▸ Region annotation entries
= = = = = = =
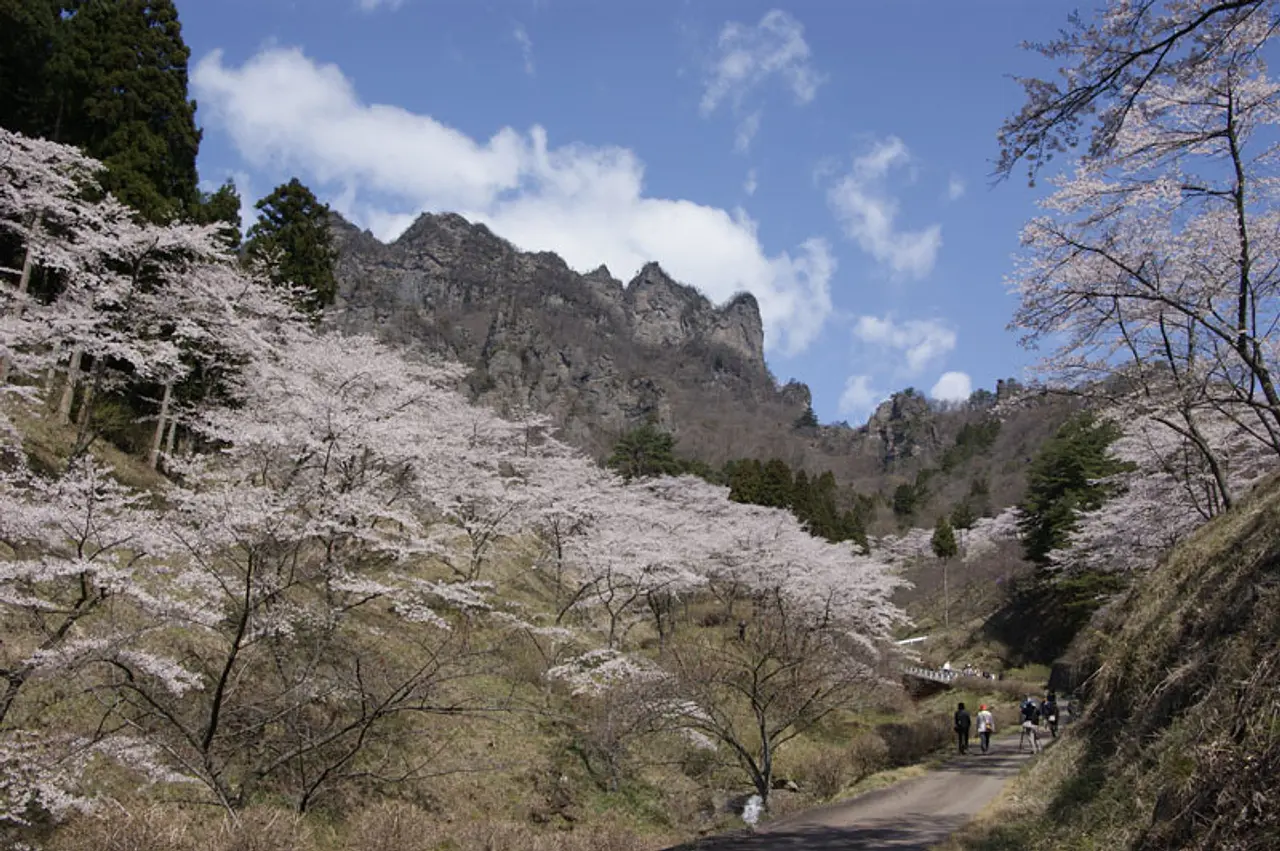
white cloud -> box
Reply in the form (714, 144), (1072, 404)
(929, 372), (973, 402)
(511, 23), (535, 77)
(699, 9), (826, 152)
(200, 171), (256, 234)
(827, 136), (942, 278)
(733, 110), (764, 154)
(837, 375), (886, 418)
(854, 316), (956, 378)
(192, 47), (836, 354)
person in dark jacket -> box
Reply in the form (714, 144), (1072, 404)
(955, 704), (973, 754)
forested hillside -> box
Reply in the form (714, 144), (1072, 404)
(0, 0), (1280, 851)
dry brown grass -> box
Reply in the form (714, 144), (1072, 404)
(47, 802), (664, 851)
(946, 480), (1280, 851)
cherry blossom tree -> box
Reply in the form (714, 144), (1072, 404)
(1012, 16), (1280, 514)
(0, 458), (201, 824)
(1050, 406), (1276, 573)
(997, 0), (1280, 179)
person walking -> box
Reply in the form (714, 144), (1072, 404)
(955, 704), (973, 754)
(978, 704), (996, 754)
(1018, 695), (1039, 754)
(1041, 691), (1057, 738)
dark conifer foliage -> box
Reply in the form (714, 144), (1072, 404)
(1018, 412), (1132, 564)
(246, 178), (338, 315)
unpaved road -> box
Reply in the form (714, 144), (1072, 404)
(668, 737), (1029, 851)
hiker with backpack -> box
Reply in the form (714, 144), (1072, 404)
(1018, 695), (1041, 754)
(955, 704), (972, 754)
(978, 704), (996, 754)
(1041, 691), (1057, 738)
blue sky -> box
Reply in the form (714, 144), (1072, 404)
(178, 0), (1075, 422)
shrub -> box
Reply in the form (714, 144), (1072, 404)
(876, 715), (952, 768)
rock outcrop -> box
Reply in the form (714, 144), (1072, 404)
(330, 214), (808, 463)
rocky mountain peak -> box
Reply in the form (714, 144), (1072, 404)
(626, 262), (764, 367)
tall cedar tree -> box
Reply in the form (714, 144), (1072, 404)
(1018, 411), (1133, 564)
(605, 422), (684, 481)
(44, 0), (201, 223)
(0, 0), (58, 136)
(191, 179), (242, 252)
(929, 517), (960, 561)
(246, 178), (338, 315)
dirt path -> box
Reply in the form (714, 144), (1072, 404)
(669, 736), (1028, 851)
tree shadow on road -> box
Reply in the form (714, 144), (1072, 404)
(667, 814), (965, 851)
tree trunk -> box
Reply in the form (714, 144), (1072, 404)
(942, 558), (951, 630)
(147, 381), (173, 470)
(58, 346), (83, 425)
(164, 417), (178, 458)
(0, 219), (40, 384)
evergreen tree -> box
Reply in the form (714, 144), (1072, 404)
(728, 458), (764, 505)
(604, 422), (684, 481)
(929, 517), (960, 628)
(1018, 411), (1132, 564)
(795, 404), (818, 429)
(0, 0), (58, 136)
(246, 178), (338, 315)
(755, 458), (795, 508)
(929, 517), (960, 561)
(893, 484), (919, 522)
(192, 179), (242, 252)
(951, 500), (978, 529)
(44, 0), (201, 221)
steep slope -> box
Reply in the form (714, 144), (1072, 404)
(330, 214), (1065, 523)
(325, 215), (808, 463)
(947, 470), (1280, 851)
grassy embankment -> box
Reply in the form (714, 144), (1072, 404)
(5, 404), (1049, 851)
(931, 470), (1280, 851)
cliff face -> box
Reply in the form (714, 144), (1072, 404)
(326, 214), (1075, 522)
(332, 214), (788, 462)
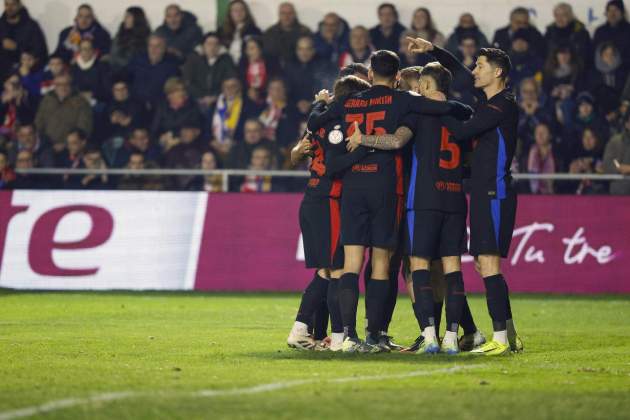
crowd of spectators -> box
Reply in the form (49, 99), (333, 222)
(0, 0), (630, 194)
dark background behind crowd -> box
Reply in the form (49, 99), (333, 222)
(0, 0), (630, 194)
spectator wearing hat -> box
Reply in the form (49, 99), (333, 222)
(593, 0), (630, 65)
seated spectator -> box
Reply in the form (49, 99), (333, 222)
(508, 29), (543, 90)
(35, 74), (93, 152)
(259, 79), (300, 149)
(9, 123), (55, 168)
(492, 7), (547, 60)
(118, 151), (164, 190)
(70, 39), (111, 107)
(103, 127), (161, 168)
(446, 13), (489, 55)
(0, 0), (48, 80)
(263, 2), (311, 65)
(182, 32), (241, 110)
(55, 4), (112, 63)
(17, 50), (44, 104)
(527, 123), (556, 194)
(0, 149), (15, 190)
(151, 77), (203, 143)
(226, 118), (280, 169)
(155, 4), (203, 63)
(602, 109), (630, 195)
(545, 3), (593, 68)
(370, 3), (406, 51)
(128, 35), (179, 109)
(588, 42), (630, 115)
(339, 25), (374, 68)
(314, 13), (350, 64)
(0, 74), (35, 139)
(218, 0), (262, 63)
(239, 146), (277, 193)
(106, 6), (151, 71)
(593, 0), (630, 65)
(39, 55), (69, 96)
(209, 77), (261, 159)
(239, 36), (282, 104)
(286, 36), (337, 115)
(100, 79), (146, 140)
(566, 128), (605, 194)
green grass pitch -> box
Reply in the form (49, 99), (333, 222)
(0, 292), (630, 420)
= = = = = = =
▸ Exercise directions
Can you reproduce, unchanged, the stretch of data from the line containing "spectator wearing hat -> box" through the final line of the data, with both ends included?

▸ Complete output
spectator wearing hat -> box
Reply in the form (49, 99), (333, 222)
(593, 0), (630, 65)
seated spectator -> box
Reply in the form (49, 99), (333, 222)
(508, 29), (543, 90)
(35, 74), (93, 152)
(259, 79), (300, 149)
(9, 123), (55, 168)
(492, 7), (547, 60)
(118, 151), (164, 190)
(70, 39), (111, 107)
(103, 127), (161, 168)
(446, 13), (489, 55)
(0, 0), (48, 80)
(263, 2), (311, 65)
(182, 32), (241, 110)
(55, 4), (112, 63)
(17, 50), (44, 104)
(527, 123), (556, 194)
(0, 149), (15, 190)
(151, 77), (203, 143)
(226, 118), (280, 169)
(155, 4), (203, 63)
(602, 109), (630, 195)
(545, 3), (593, 68)
(370, 3), (406, 51)
(128, 35), (179, 109)
(588, 42), (630, 115)
(339, 25), (374, 68)
(314, 13), (350, 64)
(0, 74), (35, 139)
(218, 0), (262, 63)
(239, 146), (277, 193)
(106, 6), (151, 71)
(593, 0), (630, 65)
(39, 55), (69, 96)
(209, 77), (261, 159)
(239, 36), (282, 104)
(286, 36), (337, 115)
(100, 79), (146, 140)
(566, 128), (605, 194)
green grass pitch -> box
Reply in the form (49, 99), (333, 222)
(0, 292), (630, 420)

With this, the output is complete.